Birmingham was granted city status on 14 January 1889, after which the corporation was also known as the city council. When elected county councils were established in April 1889, Birmingham was considered large enough for its existing council to provide county-level services, and so it was made a county borough, independent from the new Warwickshire County Council, whilst remaining part of the geographical county of Warwickshire. The dignity of a lord mayor was conferred in 1896, with James Smith being appointed the first Lord Mayor of Birmingham.

The city boundaries have been enlarged many times. Notable expansions were in 1891 (Balsall Heath, Harborne, Saltley and Little Bromwich), 1909 (Quinton), 1911 (Aston Manor, Erdington, Handsworth, Kings Norton, Northfield and Yardley), 1928 (Perry Barr), 1931 (Sheldon and parts of other parishes), and 1974 (Sutton Coldfield).

The county borough was abolished in 1974 under the Local Government Act 1972, being replaced by a metropolitan district of Birmingham, covering the area of the old county borough plus the borough of Sutton Coldfield. The new district was one of seven metropolitan districts within the new metropolitan county of the West Midlands. Birmingham's borough and city statuses and its lord mayoralty passed to the new district and its council.

From 1974 until 1986 the council was a lower-tier authority, with upper-tier functions provided by the West Midlands County Council. The county council was abolished in 1986 and its functions passed to the county's seven borough councils, including Birmingham City Council, with some services provided through joint committees. In 1995, New Frankley and the Kitwell Estate were transferred into the city from the parish of Frankley in Bromsgrove District.

SUPPLIED MATERIAL —

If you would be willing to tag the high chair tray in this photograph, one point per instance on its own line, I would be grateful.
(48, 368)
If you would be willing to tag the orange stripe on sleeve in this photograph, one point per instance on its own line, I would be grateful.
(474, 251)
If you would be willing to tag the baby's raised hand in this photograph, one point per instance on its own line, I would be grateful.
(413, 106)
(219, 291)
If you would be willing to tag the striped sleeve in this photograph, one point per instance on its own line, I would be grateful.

...

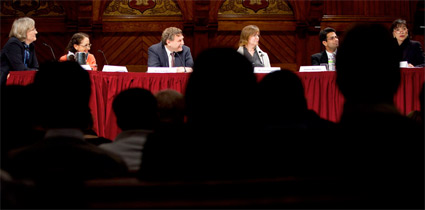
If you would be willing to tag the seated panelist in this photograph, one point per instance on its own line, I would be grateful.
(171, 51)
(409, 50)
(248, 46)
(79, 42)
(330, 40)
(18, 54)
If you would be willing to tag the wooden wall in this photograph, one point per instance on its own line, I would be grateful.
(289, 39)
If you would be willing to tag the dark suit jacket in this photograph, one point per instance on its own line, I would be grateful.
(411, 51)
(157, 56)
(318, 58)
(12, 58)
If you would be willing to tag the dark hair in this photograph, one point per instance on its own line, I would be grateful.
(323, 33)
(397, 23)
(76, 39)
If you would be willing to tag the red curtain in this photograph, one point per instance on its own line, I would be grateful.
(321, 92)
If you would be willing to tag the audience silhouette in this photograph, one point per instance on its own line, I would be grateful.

WHAT YOU WILL DO —
1 – In the Birmingham council history, copy out everything from "The city boundaries" down to "1974 (Sutton Coldfield).".
2 – According to the Birmingham council history, who was appointed the first Lord Mayor of Birmingham?
3 – Continue the Birmingham council history from where it stops.

TASK ANSWERS —
1 –
The city boundaries have been enlarged many times. Notable expansions were in 1891 (Balsall Heath, Harborne, Saltley and Little Bromwich), 1909 (Quinton), 1911 (Aston Manor, Erdington, Handsworth, Kings Norton, Northfield and Yardley), 1928 (Perry Barr), 1931 (Sheldon and parts of other parishes), and 1974 (Sutton Coldfield).

2 – James Smith

3 –
Since 2016 the council has been a member of the West Midlands Combined Authority, which has been led by the directly elected Mayor of the West Midlands since 2017. The combined authority provides strategic leadership and co-ordination for certain functions across the county, but Birmingham City Council continues to be responsible for most local government functions.

=== Women and minorities ===
The first woman elected to the council, on 1 November 1911, was Ellen Pinsent. She represented the Edgbaston Ward as a Liberal Unionist. She had earlier been co-opted as a member of the council's Education Committee and served as Chairman of the Special School Sub-Committee. She stood down from the council in October 1913 upon appointment as Commissioner for the Board of Control for Lunacy and Mental Deficiency.

Pinsent's time on the council overlapped with that of Margaret Frances Pugh, who was elected on 22 November 1911 to serve in the North Erdington ward. She resigned in November 1913.

Birmingham's third woman councillor, Clara Martineau, was elected on 14 October 1913 in the Edgbaston ward, and served until 1932, when she died, aged 57. Her father was former Mayor Sir Thomas Martineau, Lord Mayor Ernest Martineau was her brother, and Alderman Sir George Kenrick was her uncle.

Mary Cottrell became the first female Labour councillor in February 1917, when she was elected unopposed to the Selly Oak ward. The first female Lord Mayor, Marjorie Brown, held the post from 1973 to 1974. Theresa Stewart became the first female leader in October 1993, until 1999; and Lin Homer the first female chief executive, was in post from 2002 until 2005.

Bert Carless, a migrant from Jamaica, was elected the City's first non-white councillor in 1979. He was later made an Honorary Alderman.

===2023 section 114 finances notice===
On 5 September 2023, Birmingham City Council issued a section 114 notice, being the local government equivalent of bankruptcy, stopping all future spending with the exception of money for statutory services, including the protection of vulnerable people. The leader of the Labour authority stated that the notice was a necessary step to get Birmingham back into a sound financial footing. The government subsequently appointed commissioners to oversee the running of the council under emergency measures. The bankruptcy has been ascribed to equal pay liabilities plus a disastrous implementation of an Oracle ERP system.

When the council issued the section 114 notice, it had forecast the reserves would go into a nominal £677.9 million deficit, but when the 2022-2024 accounts were published in July 2025 they showed the reserves had been £784.7 million in credit, more that £1 billion better than forecast. Independent accountants said the forecast had been "based on unaudited and materially incorrect information", and a group of 34 experts in accounting, finance and local government called for a public inquiry to investigate the section 114 notice decision.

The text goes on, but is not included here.